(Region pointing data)
+++
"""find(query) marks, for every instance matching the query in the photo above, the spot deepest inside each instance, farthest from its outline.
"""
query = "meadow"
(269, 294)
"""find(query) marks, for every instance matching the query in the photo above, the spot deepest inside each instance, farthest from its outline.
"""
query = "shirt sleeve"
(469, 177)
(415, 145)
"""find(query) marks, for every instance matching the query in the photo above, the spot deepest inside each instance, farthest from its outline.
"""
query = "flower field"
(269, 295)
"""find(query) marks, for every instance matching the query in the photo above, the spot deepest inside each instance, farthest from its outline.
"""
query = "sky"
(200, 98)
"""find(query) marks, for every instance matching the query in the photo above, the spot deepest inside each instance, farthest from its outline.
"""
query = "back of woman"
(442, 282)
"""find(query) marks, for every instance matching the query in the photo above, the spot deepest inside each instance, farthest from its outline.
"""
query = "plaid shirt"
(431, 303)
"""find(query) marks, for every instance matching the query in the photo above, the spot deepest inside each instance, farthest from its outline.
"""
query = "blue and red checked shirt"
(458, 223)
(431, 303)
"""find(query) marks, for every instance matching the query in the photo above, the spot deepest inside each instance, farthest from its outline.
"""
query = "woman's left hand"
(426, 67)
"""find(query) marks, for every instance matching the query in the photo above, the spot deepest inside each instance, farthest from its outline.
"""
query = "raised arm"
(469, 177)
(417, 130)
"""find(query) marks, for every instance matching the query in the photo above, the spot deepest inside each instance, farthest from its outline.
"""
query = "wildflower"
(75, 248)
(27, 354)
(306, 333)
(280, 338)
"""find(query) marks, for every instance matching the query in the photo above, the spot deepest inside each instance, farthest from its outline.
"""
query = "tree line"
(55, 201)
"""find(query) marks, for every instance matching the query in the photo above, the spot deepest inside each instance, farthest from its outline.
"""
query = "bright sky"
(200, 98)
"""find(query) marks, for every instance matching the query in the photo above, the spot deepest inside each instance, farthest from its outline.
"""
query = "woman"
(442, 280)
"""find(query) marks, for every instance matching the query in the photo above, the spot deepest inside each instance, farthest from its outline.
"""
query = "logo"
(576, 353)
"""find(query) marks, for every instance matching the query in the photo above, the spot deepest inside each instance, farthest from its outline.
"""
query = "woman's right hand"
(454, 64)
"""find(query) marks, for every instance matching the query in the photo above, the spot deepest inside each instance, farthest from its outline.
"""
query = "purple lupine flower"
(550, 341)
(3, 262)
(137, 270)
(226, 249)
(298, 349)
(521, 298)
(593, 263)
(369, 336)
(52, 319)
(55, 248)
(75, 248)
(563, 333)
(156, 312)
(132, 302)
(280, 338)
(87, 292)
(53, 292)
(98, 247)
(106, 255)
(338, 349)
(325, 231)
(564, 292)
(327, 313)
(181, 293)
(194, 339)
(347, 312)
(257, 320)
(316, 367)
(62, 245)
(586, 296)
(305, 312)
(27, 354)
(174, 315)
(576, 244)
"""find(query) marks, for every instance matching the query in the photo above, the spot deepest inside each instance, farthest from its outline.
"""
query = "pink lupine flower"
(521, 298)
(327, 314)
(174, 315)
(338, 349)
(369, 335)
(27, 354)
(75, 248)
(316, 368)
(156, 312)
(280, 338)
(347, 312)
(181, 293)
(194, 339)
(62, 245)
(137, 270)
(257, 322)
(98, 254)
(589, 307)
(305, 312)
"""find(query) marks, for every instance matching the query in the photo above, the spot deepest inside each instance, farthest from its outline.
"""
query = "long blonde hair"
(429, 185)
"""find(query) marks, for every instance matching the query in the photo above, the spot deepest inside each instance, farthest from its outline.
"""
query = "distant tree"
+++
● WORK TASK
None of the records may be left out; each is to be restated exactly.

● THE ANSWER
"""find(query) marks, for every instance matching the query in the photo above, the spot deepest inside each instance, farthest from its outline.
"""
query = "meadow"
(269, 294)
"""find(query) marks, for every instance matching the query in the photo above, the spot deepest inside each instance, farthest from its outline.
"""
query = "shirt sleeve"
(469, 177)
(415, 145)
"""find(query) marks, for every instance matching the query in the photo above, the spot deepest inside each instance, farthest from its outline.
"""
query = "flower field"
(269, 295)
"""find(query) marks, for every instance matching the query in the photo above, the spot deepest inside each instance, farthest from its outline.
"""
query = "sky"
(200, 98)
"""find(query) marks, for every instance matching the query in the photo above, the spot deepest inside each instance, farthest from its outline.
"""
query = "back of woman"
(442, 282)
"""find(query) marks, for every instance matching the query in the photo above, the spot deepest inside each instance, farthest from its outline.
"""
query = "plaid shirt"
(431, 303)
"""find(query) marks, for every instance matching the query in the photo above, the spot deepest inside each instance, farthest from its outline.
"""
query = "blue and red checked shirt"
(458, 223)
(431, 303)
"""find(query) marks, for every instance matching the query in the photo above, the spot deepest inside each instance, farthest from its outline.
"""
query = "woman's left hand"
(426, 67)
"""find(query) marks, for every instance matching the query in the photo above, the spot deepest inside each instance, farthest from its outline.
"""
query = "raised arm"
(469, 177)
(417, 130)
"""find(query) marks, for every instance matching the query in the photo above, the spot deepest inside each instance, farthest from its outline.
"""
query = "wildflower"
(75, 248)
(27, 354)
(306, 333)
(280, 338)
"""find(query) marks, for every instance matching the query in the photo above, the spot deepest inside each instance, farthest from its outline.
"""
query = "tree line"
(55, 201)
"""find(query) marks, for every instance matching the query in the photo above, the spot deepest inside each instance, farthest from its outline.
"""
query = "bright sky"
(200, 98)
"""find(query) marks, for every instance matching the query in the photo above, the spot deepest inside each instance, farthest from its outline.
"""
query = "woman"
(442, 280)
"""find(query) marks, for every instance matching the query in the photo above, the spot deepest inside each instance, farthest from its outline.
"""
query = "logo"
(576, 353)
"""find(query) marks, for every instance matching the query in the photo above, the spot deepest inside each instance, farthest from its outline.
"""
query = "woman's right hand"
(454, 64)
"""find(query) marks, for every instance matching the query in the photo above, the spot deepest inside each instance, farthest from its outline.
"""
query = "purple lupine flower"
(550, 341)
(3, 262)
(137, 270)
(226, 249)
(298, 349)
(521, 298)
(593, 263)
(369, 336)
(52, 319)
(55, 248)
(75, 248)
(563, 333)
(156, 312)
(132, 302)
(280, 338)
(87, 292)
(53, 292)
(98, 247)
(106, 255)
(338, 349)
(325, 231)
(564, 292)
(327, 313)
(181, 293)
(194, 339)
(347, 312)
(257, 320)
(316, 367)
(62, 245)
(586, 296)
(305, 312)
(27, 354)
(174, 315)
(576, 244)
"""find(query) marks, for every instance matching the query in the photo above, the spot deepest inside each instance, farthest from its outline.
"""
query = "pink lupine flower"
(521, 298)
(327, 314)
(174, 315)
(338, 349)
(369, 335)
(27, 354)
(75, 248)
(316, 368)
(156, 312)
(280, 338)
(347, 312)
(181, 293)
(194, 339)
(62, 245)
(137, 270)
(257, 322)
(98, 254)
(589, 307)
(305, 312)
"""find(query) marks, for every instance matching the query in the photo above, the spot deepest inside each instance, farthest from its outline.
"""
query = "long blonde hair"
(429, 185)
"""find(query) marks, for every instance matching the query in the photo above, the spot deepest inside each instance, farthest from its outline.
"""
query = "distant tree"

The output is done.